### WHAT THE TASK ASKS:
According to the passage on Inner Bloom IV below, which two techniques were used to create the work?

::: TEXT PROVIDED :::

Art academic Barbara Bolt (2007) challenges predominant thought regarding materiality in art as being a means to an end, instead suggesting the relationship between artist and materials is a reciprocal and collaborative process. Bolt uses the work of philosopher Martin Heidegger (1977), who uses the term ‘concernful dealings’ (cited in Bolt 2007:1) to describe the conversation that occurs between an artist and their materials in creating art. This strain of thought is significant to the work Inner Bloom IV (2021; figure 2), created a year after Glen’s death. The work was created using cyanotype and screen-printing techniques and shows a white line drawing of a female figure on a Prussian blue background. The brush marks are evident around the edges of the blue border. The figure is to the left side of the frame, appearing to turn away from a subtle light that emulates from the top right corner. Her expression appears distressed as she casts her gaze downwards. Layered on top of the figure is a halftone black flower that curves around the contours of her hand and through her mouth. Floating over the figure’s chest is a halftone black butterfly. At the time I created this work, I was beginning to understand my life had irrevocably changed. To express these changes, I collaborated with the materials to facilitate a greater understanding of my experience.

::: DATA EXTRACT :::

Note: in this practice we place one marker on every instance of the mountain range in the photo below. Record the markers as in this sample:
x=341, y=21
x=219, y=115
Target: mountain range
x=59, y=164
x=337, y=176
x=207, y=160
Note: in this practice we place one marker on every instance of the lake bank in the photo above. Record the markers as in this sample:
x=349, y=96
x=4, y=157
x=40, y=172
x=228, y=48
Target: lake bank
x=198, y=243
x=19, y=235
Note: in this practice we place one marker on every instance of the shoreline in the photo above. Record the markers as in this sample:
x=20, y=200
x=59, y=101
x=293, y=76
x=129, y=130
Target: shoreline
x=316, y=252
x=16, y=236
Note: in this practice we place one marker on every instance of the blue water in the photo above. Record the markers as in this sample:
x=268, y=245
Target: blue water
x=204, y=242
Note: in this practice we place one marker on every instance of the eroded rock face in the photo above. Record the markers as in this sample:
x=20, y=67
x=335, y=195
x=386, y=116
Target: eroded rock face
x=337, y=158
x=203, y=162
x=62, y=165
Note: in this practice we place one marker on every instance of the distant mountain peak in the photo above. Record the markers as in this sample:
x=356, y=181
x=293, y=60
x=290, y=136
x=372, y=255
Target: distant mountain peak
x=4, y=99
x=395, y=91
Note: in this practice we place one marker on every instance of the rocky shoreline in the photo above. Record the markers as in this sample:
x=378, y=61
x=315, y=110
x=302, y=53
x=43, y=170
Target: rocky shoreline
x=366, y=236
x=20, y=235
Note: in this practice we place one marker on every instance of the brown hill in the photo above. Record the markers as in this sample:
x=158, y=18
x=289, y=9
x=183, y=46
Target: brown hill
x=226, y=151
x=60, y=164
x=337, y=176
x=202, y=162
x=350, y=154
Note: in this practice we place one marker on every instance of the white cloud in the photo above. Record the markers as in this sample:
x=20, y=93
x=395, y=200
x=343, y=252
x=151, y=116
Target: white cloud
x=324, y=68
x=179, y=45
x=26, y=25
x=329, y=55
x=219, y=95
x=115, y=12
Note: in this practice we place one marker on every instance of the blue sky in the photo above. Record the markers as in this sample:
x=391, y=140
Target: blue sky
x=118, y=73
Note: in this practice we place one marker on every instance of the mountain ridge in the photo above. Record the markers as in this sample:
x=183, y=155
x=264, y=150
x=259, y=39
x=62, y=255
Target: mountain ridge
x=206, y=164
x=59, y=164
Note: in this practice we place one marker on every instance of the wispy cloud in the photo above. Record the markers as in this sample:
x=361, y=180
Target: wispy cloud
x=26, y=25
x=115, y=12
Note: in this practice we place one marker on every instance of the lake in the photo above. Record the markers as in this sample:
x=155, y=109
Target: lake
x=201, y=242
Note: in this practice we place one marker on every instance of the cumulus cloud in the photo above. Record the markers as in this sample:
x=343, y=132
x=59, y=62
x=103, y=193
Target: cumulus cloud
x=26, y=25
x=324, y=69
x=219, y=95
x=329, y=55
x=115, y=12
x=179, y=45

:::

### YOUR SOLUTION:
Cyanotype and screen-printing.